— START TASK INPUTS —

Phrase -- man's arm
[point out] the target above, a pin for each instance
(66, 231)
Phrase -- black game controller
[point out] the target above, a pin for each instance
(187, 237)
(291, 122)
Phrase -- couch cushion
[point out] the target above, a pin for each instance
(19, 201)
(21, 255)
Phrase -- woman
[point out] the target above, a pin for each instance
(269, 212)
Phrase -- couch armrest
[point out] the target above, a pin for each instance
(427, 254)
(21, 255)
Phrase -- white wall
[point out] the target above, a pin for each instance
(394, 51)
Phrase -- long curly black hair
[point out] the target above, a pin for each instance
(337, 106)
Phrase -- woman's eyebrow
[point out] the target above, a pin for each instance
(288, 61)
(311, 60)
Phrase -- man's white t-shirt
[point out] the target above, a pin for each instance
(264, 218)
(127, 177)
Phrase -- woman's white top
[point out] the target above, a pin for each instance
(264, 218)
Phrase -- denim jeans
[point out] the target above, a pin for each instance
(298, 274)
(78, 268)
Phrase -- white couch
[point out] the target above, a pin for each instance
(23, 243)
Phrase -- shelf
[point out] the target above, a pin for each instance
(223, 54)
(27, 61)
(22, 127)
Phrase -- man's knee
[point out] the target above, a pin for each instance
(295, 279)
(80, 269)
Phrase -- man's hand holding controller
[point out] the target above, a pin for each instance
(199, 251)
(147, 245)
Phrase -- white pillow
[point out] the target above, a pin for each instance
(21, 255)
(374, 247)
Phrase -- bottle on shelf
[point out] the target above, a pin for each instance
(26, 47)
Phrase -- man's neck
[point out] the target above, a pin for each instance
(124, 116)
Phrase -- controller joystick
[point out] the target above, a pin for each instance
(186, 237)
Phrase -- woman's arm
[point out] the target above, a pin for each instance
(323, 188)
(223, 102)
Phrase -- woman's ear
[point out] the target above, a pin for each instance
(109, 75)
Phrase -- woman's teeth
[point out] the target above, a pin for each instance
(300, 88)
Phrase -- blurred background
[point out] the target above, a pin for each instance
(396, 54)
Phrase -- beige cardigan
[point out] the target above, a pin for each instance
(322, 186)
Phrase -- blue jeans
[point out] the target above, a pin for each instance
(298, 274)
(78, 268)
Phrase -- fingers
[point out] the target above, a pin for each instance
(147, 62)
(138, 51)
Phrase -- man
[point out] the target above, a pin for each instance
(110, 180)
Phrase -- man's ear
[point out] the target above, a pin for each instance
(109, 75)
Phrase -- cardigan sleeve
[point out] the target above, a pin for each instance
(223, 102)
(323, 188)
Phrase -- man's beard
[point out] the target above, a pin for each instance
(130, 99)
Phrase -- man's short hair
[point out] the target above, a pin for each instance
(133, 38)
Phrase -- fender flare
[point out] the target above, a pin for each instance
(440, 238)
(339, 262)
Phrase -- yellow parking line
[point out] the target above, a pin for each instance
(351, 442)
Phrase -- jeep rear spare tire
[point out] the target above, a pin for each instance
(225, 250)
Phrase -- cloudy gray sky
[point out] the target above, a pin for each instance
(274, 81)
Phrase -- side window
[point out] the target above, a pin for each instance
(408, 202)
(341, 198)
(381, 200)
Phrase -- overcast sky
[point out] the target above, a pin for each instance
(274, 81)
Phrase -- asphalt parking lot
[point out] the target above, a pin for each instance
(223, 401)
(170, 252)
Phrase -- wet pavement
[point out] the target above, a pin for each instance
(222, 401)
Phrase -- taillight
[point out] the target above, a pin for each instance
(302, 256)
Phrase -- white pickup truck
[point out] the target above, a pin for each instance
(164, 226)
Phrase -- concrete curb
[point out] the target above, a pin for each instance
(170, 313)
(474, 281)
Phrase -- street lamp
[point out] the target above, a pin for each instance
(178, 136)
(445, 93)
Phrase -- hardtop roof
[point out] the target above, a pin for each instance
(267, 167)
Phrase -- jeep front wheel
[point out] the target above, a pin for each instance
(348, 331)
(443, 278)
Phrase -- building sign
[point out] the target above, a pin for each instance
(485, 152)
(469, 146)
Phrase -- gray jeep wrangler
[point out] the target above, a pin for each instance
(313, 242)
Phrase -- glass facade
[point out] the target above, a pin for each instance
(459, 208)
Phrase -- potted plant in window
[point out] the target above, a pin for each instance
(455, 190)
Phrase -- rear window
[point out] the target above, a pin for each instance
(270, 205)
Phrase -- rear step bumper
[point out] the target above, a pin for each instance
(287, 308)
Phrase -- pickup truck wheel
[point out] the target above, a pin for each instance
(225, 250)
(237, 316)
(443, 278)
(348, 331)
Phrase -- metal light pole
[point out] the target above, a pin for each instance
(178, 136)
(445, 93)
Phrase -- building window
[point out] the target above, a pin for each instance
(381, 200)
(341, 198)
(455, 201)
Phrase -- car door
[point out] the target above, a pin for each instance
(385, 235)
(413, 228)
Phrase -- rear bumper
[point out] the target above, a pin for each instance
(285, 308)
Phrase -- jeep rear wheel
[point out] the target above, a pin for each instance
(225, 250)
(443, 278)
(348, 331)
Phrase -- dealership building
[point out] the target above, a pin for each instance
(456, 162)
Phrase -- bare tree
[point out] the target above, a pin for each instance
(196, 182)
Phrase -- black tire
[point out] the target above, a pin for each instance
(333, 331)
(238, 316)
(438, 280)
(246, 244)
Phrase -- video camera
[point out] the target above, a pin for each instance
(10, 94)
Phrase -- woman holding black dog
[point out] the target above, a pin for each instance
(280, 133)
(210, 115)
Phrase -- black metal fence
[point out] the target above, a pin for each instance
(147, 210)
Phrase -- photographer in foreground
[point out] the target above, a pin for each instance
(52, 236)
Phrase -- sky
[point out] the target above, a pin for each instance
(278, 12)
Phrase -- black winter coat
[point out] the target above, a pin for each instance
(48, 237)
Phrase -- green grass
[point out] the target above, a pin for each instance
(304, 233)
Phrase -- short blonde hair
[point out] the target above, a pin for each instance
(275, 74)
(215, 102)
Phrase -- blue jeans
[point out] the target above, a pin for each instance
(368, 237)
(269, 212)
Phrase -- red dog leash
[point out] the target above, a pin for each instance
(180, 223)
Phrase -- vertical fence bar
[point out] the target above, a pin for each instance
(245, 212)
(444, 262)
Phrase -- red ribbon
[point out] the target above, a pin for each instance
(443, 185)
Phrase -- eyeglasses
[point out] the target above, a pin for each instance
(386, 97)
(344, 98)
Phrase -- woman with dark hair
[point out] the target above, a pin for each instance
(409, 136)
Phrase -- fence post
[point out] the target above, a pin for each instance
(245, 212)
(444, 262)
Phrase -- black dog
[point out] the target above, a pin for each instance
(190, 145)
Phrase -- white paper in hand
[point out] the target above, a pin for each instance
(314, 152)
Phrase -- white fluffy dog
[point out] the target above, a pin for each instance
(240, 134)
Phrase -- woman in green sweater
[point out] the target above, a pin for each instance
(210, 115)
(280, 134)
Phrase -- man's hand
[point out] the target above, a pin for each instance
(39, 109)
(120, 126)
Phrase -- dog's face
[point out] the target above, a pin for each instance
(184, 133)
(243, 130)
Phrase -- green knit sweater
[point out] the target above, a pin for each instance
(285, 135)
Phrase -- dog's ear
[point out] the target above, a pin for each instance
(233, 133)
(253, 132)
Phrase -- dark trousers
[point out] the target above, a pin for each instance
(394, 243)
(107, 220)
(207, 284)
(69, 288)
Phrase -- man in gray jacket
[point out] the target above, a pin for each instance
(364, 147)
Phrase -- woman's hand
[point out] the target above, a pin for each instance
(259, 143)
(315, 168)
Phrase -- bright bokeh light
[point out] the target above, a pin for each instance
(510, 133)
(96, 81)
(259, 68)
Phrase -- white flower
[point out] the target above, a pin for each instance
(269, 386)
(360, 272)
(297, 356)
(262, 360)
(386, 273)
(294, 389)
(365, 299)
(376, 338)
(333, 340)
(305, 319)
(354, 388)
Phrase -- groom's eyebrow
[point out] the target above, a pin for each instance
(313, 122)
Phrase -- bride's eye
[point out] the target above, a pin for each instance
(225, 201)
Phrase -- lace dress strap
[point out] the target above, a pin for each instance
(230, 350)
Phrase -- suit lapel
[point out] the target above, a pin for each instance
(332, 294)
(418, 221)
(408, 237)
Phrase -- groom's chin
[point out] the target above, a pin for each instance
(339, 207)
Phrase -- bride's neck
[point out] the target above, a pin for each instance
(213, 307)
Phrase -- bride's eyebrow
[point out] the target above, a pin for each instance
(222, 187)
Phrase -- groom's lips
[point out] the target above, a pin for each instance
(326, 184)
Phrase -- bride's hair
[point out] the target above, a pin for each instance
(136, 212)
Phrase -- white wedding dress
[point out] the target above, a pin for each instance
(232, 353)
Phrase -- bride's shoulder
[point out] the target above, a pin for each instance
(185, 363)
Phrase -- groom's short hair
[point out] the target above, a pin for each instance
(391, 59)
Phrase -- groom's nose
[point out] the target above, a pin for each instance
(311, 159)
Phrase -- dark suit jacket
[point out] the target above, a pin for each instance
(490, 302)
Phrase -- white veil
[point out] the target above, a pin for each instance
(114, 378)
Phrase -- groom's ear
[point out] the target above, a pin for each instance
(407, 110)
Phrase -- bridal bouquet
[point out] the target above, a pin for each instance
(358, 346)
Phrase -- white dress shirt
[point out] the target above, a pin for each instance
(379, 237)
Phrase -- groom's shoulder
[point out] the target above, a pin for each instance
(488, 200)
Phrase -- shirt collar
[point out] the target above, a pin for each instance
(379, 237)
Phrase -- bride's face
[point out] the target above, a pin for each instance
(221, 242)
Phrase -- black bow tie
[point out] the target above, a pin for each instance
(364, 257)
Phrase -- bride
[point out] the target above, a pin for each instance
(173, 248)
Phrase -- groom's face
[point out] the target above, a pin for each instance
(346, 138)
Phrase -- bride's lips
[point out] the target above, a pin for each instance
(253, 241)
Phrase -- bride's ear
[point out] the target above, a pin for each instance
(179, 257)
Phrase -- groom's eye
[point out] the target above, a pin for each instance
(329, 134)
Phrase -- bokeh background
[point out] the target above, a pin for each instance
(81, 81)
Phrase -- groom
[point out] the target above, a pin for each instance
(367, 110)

— END TASK INPUTS —

**PROMPT**
Would you quote, exactly and only, the lines from the one containing "Phrase -- white dress shirt" to the end of the entries?

**TASK OUTPUT**
Phrase -- white dress shirt
[point out] the target above, a pin for each instance
(379, 237)
Phrase -- groom's shoulder
[point out] the target above, a pin for each instance
(488, 200)
Phrase -- shirt collar
[point out] the target above, a pin for each instance
(379, 237)
Phrase -- bride's face
[point out] the target above, a pin for each instance
(221, 242)
Phrase -- black bow tie
[point out] the target above, a pin for each instance
(364, 257)
Phrase -- bride
[point out] the target above, a pin for each instance
(173, 248)
Phrase -- groom's face
[point out] the target above, a pin for each instance
(346, 138)
Phrase -- bride's lips
[point out] the target above, a pin for each instance
(253, 241)
Phrase -- bride's ear
[point out] the target above, a pin for each instance
(179, 257)
Phrase -- groom's eye
[point out] the target above, a pin for each instance
(329, 134)
Phrase -- bokeh background
[point out] the target above, a pin for each instance
(81, 81)
Phrase -- groom
[point out] the target above, a pin for each instance
(367, 110)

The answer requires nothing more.